◆ Entries shown
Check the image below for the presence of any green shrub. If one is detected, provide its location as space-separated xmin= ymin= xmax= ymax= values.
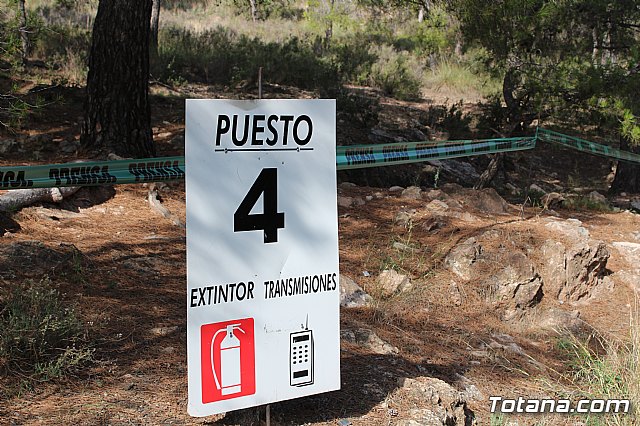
xmin=0 ymin=278 xmax=92 ymax=380
xmin=155 ymin=28 xmax=339 ymax=89
xmin=336 ymin=88 xmax=381 ymax=128
xmin=369 ymin=45 xmax=422 ymax=100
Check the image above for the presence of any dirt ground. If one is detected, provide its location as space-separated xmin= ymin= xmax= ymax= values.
xmin=0 ymin=81 xmax=640 ymax=425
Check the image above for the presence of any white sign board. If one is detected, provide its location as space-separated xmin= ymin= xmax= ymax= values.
xmin=186 ymin=100 xmax=340 ymax=416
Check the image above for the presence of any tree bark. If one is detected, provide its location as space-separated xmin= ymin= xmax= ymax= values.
xmin=249 ymin=0 xmax=258 ymax=22
xmin=149 ymin=0 xmax=160 ymax=58
xmin=18 ymin=0 xmax=30 ymax=65
xmin=609 ymin=136 xmax=640 ymax=194
xmin=81 ymin=0 xmax=155 ymax=158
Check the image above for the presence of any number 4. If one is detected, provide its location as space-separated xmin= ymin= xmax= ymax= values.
xmin=233 ymin=168 xmax=284 ymax=244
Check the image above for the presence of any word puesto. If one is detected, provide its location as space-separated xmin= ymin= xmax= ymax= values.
xmin=216 ymin=114 xmax=313 ymax=146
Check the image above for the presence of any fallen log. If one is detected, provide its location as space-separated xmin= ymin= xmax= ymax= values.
xmin=0 ymin=186 xmax=80 ymax=213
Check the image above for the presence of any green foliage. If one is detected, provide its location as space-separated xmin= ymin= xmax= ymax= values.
xmin=0 ymin=278 xmax=92 ymax=380
xmin=394 ymin=6 xmax=457 ymax=57
xmin=420 ymin=100 xmax=471 ymax=138
xmin=158 ymin=28 xmax=339 ymax=88
xmin=336 ymin=88 xmax=381 ymax=128
xmin=451 ymin=0 xmax=640 ymax=143
xmin=369 ymin=45 xmax=422 ymax=100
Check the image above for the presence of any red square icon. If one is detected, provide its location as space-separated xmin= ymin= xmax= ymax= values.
xmin=200 ymin=318 xmax=256 ymax=404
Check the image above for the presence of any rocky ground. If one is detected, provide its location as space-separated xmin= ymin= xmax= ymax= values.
xmin=0 ymin=81 xmax=640 ymax=426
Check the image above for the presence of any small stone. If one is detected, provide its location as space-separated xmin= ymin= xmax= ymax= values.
xmin=340 ymin=182 xmax=358 ymax=188
xmin=338 ymin=196 xmax=353 ymax=209
xmin=149 ymin=325 xmax=178 ymax=337
xmin=540 ymin=192 xmax=566 ymax=209
xmin=449 ymin=281 xmax=462 ymax=306
xmin=587 ymin=191 xmax=608 ymax=204
xmin=378 ymin=269 xmax=412 ymax=297
xmin=340 ymin=274 xmax=373 ymax=308
xmin=402 ymin=186 xmax=422 ymax=200
xmin=393 ymin=209 xmax=416 ymax=228
xmin=529 ymin=183 xmax=547 ymax=194
xmin=426 ymin=200 xmax=449 ymax=214
xmin=393 ymin=241 xmax=417 ymax=253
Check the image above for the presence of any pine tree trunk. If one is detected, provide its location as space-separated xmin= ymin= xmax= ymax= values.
xmin=81 ymin=0 xmax=155 ymax=158
xmin=149 ymin=0 xmax=160 ymax=58
xmin=609 ymin=137 xmax=640 ymax=194
xmin=249 ymin=0 xmax=258 ymax=22
xmin=18 ymin=0 xmax=30 ymax=65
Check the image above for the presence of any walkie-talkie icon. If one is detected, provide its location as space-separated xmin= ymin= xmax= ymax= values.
xmin=289 ymin=317 xmax=313 ymax=386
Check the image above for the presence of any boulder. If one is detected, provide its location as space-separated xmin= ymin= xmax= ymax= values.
xmin=540 ymin=192 xmax=566 ymax=209
xmin=395 ymin=377 xmax=476 ymax=426
xmin=485 ymin=252 xmax=542 ymax=321
xmin=444 ymin=237 xmax=482 ymax=281
xmin=429 ymin=160 xmax=480 ymax=186
xmin=340 ymin=274 xmax=373 ymax=308
xmin=464 ymin=188 xmax=509 ymax=215
xmin=540 ymin=225 xmax=609 ymax=303
xmin=378 ymin=269 xmax=413 ymax=297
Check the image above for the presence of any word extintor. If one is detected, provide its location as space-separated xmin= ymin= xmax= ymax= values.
xmin=216 ymin=114 xmax=313 ymax=146
xmin=49 ymin=166 xmax=117 ymax=186
xmin=0 ymin=170 xmax=33 ymax=189
xmin=129 ymin=161 xmax=184 ymax=182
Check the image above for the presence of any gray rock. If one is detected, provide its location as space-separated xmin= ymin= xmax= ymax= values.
xmin=0 ymin=139 xmax=20 ymax=155
xmin=529 ymin=183 xmax=547 ymax=194
xmin=393 ymin=209 xmax=416 ymax=228
xmin=340 ymin=328 xmax=400 ymax=355
xmin=401 ymin=186 xmax=422 ymax=200
xmin=486 ymin=252 xmax=542 ymax=321
xmin=397 ymin=377 xmax=476 ymax=426
xmin=540 ymin=192 xmax=566 ymax=209
xmin=587 ymin=191 xmax=609 ymax=204
xmin=149 ymin=325 xmax=178 ymax=337
xmin=425 ymin=200 xmax=449 ymax=215
xmin=540 ymin=235 xmax=609 ymax=303
xmin=545 ymin=218 xmax=589 ymax=241
xmin=444 ymin=237 xmax=482 ymax=281
xmin=340 ymin=274 xmax=373 ymax=308
xmin=58 ymin=140 xmax=80 ymax=154
xmin=449 ymin=281 xmax=462 ymax=306
xmin=339 ymin=182 xmax=358 ymax=188
xmin=378 ymin=269 xmax=413 ymax=297
xmin=504 ymin=182 xmax=520 ymax=195
xmin=463 ymin=188 xmax=509 ymax=215
xmin=536 ymin=308 xmax=588 ymax=334
xmin=393 ymin=241 xmax=418 ymax=253
xmin=611 ymin=241 xmax=640 ymax=269
xmin=338 ymin=195 xmax=353 ymax=209
xmin=429 ymin=160 xmax=480 ymax=186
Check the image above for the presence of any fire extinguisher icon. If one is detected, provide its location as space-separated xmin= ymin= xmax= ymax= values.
xmin=211 ymin=324 xmax=244 ymax=395
xmin=200 ymin=318 xmax=256 ymax=403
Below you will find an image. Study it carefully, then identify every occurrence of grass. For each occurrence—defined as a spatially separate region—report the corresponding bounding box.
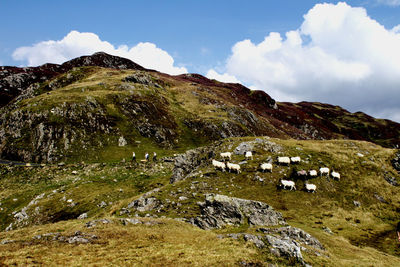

◆ Given problem
Print all of the data above again word for word, omitting the pictures.

◆ Complete response
Check the image below for the presence of any green shrub. If one is detected, provide its location as space-separated xmin= ymin= xmax= ymax= values.
xmin=0 ymin=278 xmax=92 ymax=380
xmin=155 ymin=28 xmax=339 ymax=89
xmin=336 ymin=88 xmax=381 ymax=128
xmin=369 ymin=45 xmax=422 ymax=100
Check the image above for the presence of any dirt ground. If one is detected, provide its location as space-separated xmin= ymin= xmax= ymax= values.
xmin=0 ymin=81 xmax=640 ymax=425
Check the image above for the presence of any white sign board. If one is detected, provide its location as space-separated xmin= ymin= xmax= ymax= values.
xmin=186 ymin=100 xmax=340 ymax=416
Check the image above for the presence of any tree bark. If one is detected, provide its location as space-separated xmin= ymin= xmax= ymax= values.
xmin=249 ymin=0 xmax=258 ymax=22
xmin=149 ymin=0 xmax=160 ymax=58
xmin=18 ymin=0 xmax=30 ymax=65
xmin=609 ymin=136 xmax=640 ymax=194
xmin=81 ymin=0 xmax=155 ymax=158
Check the image above for the presence of any number 4. If one is detected, provide its location as space-separated xmin= ymin= xmax= ymax= values.
xmin=233 ymin=168 xmax=284 ymax=244
Check the image above for the presence of any word puesto. If one is detected, provide its location as space-separated xmin= ymin= xmax= ymax= values.
xmin=216 ymin=114 xmax=313 ymax=146
Check the image above for the presence of any fallen log. If one is detected, provide its location as space-separated xmin= ymin= xmax= ymax= values.
xmin=0 ymin=186 xmax=80 ymax=213
Check the image above for the presence of any green foliage. If one is detected, provide its location as space-separated xmin= ymin= xmax= ymax= values.
xmin=0 ymin=278 xmax=92 ymax=380
xmin=394 ymin=6 xmax=457 ymax=57
xmin=420 ymin=100 xmax=471 ymax=138
xmin=158 ymin=28 xmax=339 ymax=88
xmin=336 ymin=88 xmax=381 ymax=128
xmin=451 ymin=0 xmax=640 ymax=143
xmin=369 ymin=45 xmax=422 ymax=100
Check the image above for the presence of any red square icon. If one is detected, provide its location as space-separated xmin= ymin= xmax= ymax= values.
xmin=200 ymin=318 xmax=256 ymax=404
Check the image above for the presence of any rocky ground. If one is detected, provide its location as space-separated xmin= ymin= xmax= ymax= values.
xmin=0 ymin=81 xmax=640 ymax=426
Check the image above for the presence of any small stone. If one is detected, provide its location as space-separated xmin= ymin= xmax= ymax= values.
xmin=340 ymin=182 xmax=358 ymax=188
xmin=338 ymin=196 xmax=353 ymax=209
xmin=149 ymin=325 xmax=178 ymax=337
xmin=540 ymin=192 xmax=566 ymax=209
xmin=449 ymin=281 xmax=462 ymax=306
xmin=587 ymin=191 xmax=608 ymax=204
xmin=378 ymin=269 xmax=412 ymax=297
xmin=340 ymin=274 xmax=373 ymax=308
xmin=402 ymin=186 xmax=422 ymax=200
xmin=393 ymin=209 xmax=416 ymax=228
xmin=529 ymin=183 xmax=547 ymax=194
xmin=426 ymin=200 xmax=449 ymax=214
xmin=393 ymin=241 xmax=417 ymax=253
Check the image above for the presence of any pine tree trunk. If one is detected, provide its location as space-separated xmin= ymin= xmax= ymax= values.
xmin=81 ymin=0 xmax=155 ymax=158
xmin=149 ymin=0 xmax=160 ymax=58
xmin=609 ymin=137 xmax=640 ymax=194
xmin=249 ymin=0 xmax=258 ymax=22
xmin=18 ymin=0 xmax=30 ymax=65
Check the image above for the presence of any walkie-talkie icon. If one is detected, provide its location as space-separated xmin= ymin= xmax= ymax= values.
xmin=289 ymin=317 xmax=313 ymax=386
Check the image above for the presence of any boulder. If one is detected, provide its location as space-separated xmin= ymin= xmax= ymax= values.
xmin=540 ymin=192 xmax=566 ymax=209
xmin=395 ymin=377 xmax=476 ymax=426
xmin=485 ymin=252 xmax=542 ymax=321
xmin=444 ymin=237 xmax=482 ymax=281
xmin=429 ymin=160 xmax=480 ymax=186
xmin=340 ymin=274 xmax=373 ymax=308
xmin=464 ymin=188 xmax=509 ymax=215
xmin=540 ymin=225 xmax=609 ymax=303
xmin=378 ymin=269 xmax=413 ymax=297
Check the image above for the presence of any word extintor. If one is detected, provide its location as space-separated xmin= ymin= xmax= ymax= values.
xmin=216 ymin=114 xmax=313 ymax=146
xmin=49 ymin=166 xmax=117 ymax=186
xmin=0 ymin=170 xmax=33 ymax=189
xmin=129 ymin=161 xmax=184 ymax=182
Check the image above for the presence of any gray rock. If one is detected, provide its location as space-separated xmin= ymin= xmax= ymax= values.
xmin=0 ymin=139 xmax=20 ymax=155
xmin=529 ymin=183 xmax=547 ymax=194
xmin=393 ymin=209 xmax=416 ymax=228
xmin=340 ymin=328 xmax=400 ymax=355
xmin=401 ymin=186 xmax=422 ymax=200
xmin=486 ymin=252 xmax=542 ymax=321
xmin=397 ymin=377 xmax=476 ymax=426
xmin=540 ymin=192 xmax=566 ymax=209
xmin=587 ymin=191 xmax=609 ymax=204
xmin=149 ymin=325 xmax=178 ymax=337
xmin=425 ymin=200 xmax=449 ymax=215
xmin=540 ymin=235 xmax=609 ymax=303
xmin=545 ymin=218 xmax=589 ymax=241
xmin=444 ymin=237 xmax=482 ymax=281
xmin=340 ymin=274 xmax=373 ymax=308
xmin=58 ymin=140 xmax=80 ymax=154
xmin=449 ymin=281 xmax=462 ymax=306
xmin=339 ymin=182 xmax=358 ymax=188
xmin=378 ymin=269 xmax=413 ymax=297
xmin=504 ymin=182 xmax=520 ymax=195
xmin=463 ymin=188 xmax=509 ymax=215
xmin=536 ymin=308 xmax=588 ymax=334
xmin=393 ymin=241 xmax=418 ymax=253
xmin=611 ymin=241 xmax=640 ymax=269
xmin=338 ymin=195 xmax=353 ymax=209
xmin=429 ymin=160 xmax=480 ymax=186
Check the image above for the presence of any fire extinguisher icon. If one is detected, provide its location as space-separated xmin= ymin= xmax= ymax= values.
xmin=211 ymin=324 xmax=244 ymax=395
xmin=200 ymin=318 xmax=256 ymax=403
Below you will find an image. Study it carefully, then identify every occurrence of grass. For each occurrence—defined as a spatially separate region—report the corresponding bounding box.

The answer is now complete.